Omit every picture, and retype the lines that run from the beginning of the data below through the line containing "# for each instance of the black barber", inclusive.

───── INFORMATION PROVIDED

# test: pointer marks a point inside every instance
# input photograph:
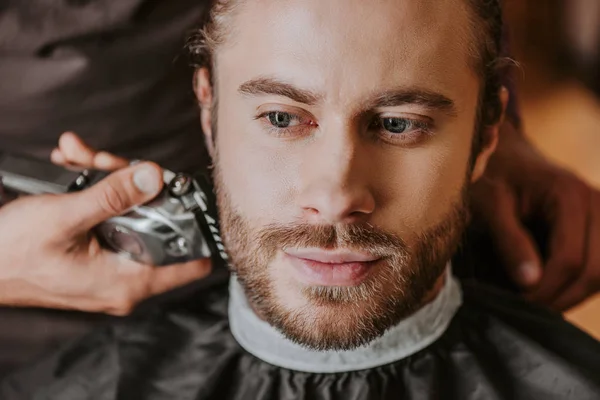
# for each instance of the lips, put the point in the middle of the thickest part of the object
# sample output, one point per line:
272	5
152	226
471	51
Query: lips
319	267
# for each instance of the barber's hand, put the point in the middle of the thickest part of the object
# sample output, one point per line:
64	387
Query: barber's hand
49	257
521	185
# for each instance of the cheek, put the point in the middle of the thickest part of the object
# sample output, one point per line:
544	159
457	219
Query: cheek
426	182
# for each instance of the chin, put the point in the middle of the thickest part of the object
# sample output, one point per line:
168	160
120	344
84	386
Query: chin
324	318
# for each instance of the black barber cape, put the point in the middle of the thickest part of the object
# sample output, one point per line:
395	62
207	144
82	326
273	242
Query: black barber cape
471	342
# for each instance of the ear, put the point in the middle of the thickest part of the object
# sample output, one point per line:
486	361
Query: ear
204	94
491	134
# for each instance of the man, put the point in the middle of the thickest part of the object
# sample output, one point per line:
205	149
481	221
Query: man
343	151
105	69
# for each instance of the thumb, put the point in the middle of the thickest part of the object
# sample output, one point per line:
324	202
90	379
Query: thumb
112	196
518	251
496	206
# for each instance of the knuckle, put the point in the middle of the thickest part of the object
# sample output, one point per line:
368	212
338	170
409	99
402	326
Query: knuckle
571	264
121	303
111	199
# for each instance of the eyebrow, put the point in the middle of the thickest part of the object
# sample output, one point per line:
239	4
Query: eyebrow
393	98
266	86
425	98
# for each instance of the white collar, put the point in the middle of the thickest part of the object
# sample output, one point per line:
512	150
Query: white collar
408	337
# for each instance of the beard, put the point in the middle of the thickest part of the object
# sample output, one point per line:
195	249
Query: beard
342	317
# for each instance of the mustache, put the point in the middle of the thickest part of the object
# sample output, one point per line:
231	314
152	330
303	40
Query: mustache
359	237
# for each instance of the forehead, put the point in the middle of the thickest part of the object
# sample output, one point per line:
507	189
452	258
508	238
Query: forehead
344	46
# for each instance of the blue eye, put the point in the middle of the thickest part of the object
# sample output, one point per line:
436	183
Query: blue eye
280	119
396	125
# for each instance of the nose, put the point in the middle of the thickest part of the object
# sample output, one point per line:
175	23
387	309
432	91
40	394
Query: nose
335	179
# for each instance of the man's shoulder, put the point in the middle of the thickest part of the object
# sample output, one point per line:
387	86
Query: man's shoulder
530	343
97	364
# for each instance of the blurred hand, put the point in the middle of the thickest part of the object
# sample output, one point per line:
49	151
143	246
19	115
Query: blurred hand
520	185
49	257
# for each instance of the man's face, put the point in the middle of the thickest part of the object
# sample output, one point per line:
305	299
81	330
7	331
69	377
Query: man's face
342	158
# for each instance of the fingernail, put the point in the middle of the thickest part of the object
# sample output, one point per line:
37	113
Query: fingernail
147	179
529	273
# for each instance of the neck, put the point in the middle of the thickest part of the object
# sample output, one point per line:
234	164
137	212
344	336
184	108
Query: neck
406	338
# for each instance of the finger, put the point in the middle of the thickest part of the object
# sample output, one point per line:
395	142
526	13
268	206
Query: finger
567	218
170	277
114	195
108	162
513	242
588	283
79	153
75	150
58	158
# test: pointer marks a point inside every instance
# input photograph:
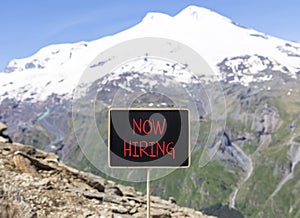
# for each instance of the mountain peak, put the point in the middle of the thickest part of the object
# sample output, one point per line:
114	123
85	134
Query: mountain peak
200	13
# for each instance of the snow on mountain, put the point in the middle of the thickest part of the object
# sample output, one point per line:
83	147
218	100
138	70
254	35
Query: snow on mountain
236	53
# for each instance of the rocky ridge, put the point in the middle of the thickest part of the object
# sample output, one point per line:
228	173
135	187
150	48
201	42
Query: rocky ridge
35	183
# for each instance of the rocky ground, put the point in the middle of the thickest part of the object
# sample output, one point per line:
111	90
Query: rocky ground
34	183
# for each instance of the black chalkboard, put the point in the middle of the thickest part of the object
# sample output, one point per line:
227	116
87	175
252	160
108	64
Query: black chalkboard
148	138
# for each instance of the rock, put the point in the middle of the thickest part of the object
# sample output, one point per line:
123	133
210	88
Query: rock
3	127
49	188
23	164
160	213
3	140
113	190
172	200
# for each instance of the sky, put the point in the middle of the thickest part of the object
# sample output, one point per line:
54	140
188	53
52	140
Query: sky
27	26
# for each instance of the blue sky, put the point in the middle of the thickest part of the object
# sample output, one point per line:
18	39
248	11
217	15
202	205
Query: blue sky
27	26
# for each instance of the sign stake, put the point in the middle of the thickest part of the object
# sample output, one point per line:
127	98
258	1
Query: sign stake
148	193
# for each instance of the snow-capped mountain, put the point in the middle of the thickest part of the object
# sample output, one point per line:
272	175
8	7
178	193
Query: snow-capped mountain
236	53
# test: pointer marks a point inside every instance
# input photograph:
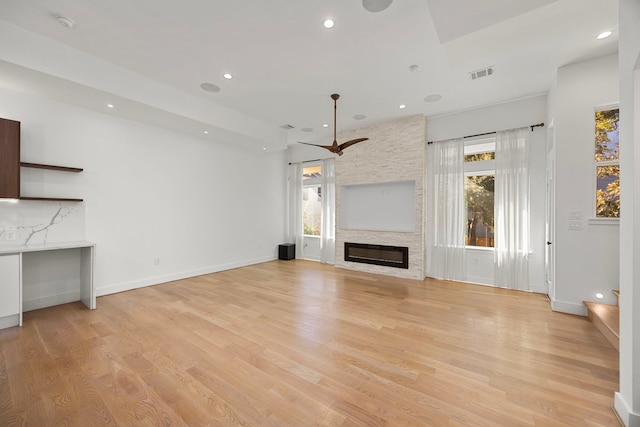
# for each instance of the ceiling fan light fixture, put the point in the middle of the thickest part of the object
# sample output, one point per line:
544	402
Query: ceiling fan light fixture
375	6
336	148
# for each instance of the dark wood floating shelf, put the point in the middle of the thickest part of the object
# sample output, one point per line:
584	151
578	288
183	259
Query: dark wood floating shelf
50	167
52	199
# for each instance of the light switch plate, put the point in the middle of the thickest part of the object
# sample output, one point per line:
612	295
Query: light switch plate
10	234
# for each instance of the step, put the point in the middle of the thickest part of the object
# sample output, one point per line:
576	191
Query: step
606	318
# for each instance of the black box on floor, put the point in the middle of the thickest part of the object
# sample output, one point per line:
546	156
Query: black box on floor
287	251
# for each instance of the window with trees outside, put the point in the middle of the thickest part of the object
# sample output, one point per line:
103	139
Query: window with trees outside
312	199
479	181
607	163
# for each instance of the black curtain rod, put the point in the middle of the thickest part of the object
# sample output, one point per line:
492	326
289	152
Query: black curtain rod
494	132
306	161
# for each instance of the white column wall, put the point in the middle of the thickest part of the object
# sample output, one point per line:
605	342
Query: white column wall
627	400
587	259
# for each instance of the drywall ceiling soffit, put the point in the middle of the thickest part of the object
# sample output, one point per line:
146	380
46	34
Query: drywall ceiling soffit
31	82
286	65
457	18
555	33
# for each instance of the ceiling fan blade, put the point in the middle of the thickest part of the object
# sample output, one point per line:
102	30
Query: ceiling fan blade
328	147
350	143
332	148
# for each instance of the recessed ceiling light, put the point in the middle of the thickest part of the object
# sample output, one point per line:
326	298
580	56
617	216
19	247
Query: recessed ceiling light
65	22
328	23
433	98
604	35
210	87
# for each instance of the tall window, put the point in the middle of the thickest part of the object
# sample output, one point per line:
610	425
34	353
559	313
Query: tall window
312	199
479	182
607	163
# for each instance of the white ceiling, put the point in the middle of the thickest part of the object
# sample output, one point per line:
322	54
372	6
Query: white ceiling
285	64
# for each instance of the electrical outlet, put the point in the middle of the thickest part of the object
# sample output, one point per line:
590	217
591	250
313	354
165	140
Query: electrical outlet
10	234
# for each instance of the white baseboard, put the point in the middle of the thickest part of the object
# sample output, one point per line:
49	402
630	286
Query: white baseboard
629	418
9	321
569	307
50	301
156	280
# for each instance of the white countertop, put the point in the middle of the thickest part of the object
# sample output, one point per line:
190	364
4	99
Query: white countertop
44	247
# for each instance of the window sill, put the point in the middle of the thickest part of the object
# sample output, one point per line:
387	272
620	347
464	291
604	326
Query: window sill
479	248
603	221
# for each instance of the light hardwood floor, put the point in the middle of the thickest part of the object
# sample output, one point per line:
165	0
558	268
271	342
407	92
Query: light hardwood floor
298	343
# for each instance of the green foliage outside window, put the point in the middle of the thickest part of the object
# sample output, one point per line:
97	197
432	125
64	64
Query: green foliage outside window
607	157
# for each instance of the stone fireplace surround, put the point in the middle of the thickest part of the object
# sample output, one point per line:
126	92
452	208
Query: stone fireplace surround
394	152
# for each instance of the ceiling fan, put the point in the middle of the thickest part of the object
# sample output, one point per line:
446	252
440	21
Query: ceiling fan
335	148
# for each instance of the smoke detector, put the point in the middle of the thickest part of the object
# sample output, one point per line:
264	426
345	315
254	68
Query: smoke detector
65	22
481	73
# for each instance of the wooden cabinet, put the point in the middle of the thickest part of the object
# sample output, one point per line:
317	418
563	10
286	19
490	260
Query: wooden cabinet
9	159
10	164
10	290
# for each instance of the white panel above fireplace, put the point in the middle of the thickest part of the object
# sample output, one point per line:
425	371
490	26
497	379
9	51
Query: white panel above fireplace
385	206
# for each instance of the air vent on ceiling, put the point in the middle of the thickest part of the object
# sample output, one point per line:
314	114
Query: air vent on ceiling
483	72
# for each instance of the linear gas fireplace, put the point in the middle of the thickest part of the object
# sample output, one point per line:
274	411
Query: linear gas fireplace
390	256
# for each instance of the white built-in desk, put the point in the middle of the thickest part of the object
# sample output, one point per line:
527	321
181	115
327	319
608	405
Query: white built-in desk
43	275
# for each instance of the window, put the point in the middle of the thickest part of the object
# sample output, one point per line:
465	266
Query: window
607	163
479	182
312	199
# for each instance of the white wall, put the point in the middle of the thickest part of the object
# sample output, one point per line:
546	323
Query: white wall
587	260
627	400
504	116
196	205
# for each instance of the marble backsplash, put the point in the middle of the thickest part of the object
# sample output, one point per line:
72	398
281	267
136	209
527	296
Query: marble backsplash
39	222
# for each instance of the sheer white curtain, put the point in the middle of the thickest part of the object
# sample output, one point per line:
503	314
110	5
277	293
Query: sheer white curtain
328	228
295	232
446	219
512	211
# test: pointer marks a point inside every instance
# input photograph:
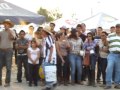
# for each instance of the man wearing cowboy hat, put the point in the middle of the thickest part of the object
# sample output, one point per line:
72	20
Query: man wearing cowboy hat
49	54
6	50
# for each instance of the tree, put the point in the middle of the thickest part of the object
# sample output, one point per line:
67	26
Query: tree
50	15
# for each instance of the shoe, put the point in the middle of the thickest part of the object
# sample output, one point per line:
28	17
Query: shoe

──────────

# [ANSWER FOR THIS EXERCISE]
# test: pointer marks a point inside every instance
# input photograph:
# for each instance of the lips, put the point in the middle of the thickest part of the object
# sample output, one point per line:
272	5
152	226
471	51
Query: lips
319	267
# for each instance of the barber's hand, put the point in the middle of the thickest part of the object
# sample output, one point per line:
64	387
Query: barber's hand
49	257
521	185
# for each instance of the cheek, put the point in the middle of the thickest part of the object
# sample output, one point per line:
544	159
457	219
Query: cheek
426	182
# for each instance of the chin, put the point in the middle of the thickest part of the object
# sample output, one point per line:
168	160
120	344
84	386
Query: chin
324	318
# for each instance of the black barber cape, put the point in the middle of the thickest part of the object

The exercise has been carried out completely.